▸ Available data
┄┄┄┄┄┄┄┄┄┄

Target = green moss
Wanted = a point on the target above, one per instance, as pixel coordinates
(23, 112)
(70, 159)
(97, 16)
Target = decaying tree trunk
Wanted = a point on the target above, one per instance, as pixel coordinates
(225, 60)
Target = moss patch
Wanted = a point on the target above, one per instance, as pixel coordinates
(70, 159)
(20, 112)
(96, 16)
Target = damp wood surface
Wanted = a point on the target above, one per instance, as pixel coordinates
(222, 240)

┄┄┄┄┄┄┄┄┄┄

Please copy out every line in the listing that has the string "moss".

▸ Answer section
Target = green moss
Target = moss patch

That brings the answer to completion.